══ TEXT ══
Imperfections are made perfect through their very real and heartfelt thoughts and intentions. In turn, a kind of poetic deliverance gushes from the music. As Ian says, ‘the incompletion is a beautiful and freeing thing’. This is a release in more ways than one, and all profits will be donated to the mental health charity, Mind.
The re-release of Tobias Hellkvist’s Kaskelot is also on the agenda for early 2017. Originally recorded in Reykjavik in February 2011 and subsequently released on Home Normal’s sub-label Tokyo Droning, the reissuing also includes some heavyweight remixes from the likes of Segue, Chihei Hatakeyama, Porya Hatami, offthesky and Simon Bainton, to name only a few.
Light percussive touches and chiming, clear-cut melodies sculpt out a sunny atmosphere. Winter sunshine is draped over it, shining like fresh snowfall on a lonely isle; a place of safety and a place for slow walking. Be it in the morning light or in the settled dusk, the music is the same throughout the day – gentle in its rural, picturesque tones, its nestled villages and its fertile fields tucked away behind the gnarled, grey walls of dull stone. The piano is the source of this shining light, a constant throughout the continuous piece.
═══
WHAT YOU WILL DO:
1. In the music passage, where was Kaskelot originally recorded?
2. Copy the music passage word for word from "Imperfections are made" up to and including "only a few.".
══ PROVIDED RECORDS ══
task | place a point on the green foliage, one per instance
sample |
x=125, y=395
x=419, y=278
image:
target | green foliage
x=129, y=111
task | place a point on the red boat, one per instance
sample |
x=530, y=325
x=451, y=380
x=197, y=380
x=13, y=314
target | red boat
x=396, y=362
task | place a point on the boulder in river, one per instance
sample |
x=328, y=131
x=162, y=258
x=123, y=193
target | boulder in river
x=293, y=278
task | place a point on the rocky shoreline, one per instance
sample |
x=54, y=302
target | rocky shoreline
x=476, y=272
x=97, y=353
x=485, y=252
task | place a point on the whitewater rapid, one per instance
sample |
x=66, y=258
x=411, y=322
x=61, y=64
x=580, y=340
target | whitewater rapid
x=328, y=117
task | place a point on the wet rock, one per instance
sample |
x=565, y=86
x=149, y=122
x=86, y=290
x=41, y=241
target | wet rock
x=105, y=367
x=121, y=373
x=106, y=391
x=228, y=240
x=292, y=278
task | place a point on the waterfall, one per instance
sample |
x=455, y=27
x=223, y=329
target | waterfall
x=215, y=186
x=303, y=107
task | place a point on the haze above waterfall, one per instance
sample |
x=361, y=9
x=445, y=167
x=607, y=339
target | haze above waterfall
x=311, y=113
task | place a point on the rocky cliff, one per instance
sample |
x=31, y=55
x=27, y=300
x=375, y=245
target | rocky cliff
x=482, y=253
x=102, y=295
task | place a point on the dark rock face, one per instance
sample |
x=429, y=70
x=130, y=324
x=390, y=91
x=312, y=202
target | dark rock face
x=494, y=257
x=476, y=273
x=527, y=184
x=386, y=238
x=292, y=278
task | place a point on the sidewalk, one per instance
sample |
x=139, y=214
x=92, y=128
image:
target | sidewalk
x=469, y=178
═══
ANSWERS BELOW:
1. In Reykjavik, in February 2011.

2.
Imperfections are made perfect through their very real and heartfelt thoughts and intentions. In turn, a kind of poetic deliverance gushes from the music. As Ian says, ‘the incompletion is a beautiful and freeing thing’. This is a release in more ways than one, and all profits will be donated to the mental health charity, Mind.
The re-release of Tobias Hellkvist’s Kaskelot is also on the agenda for early 2017. Originally recorded in Reykjavik in February 2011 and subsequently released on Home Normal’s sub-label Tokyo Droning, the reissuing also includes some heavyweight remixes from the likes of Segue, Chihei Hatakeyama, Porya Hatami, offthesky and Simon Bainton, to name only a few.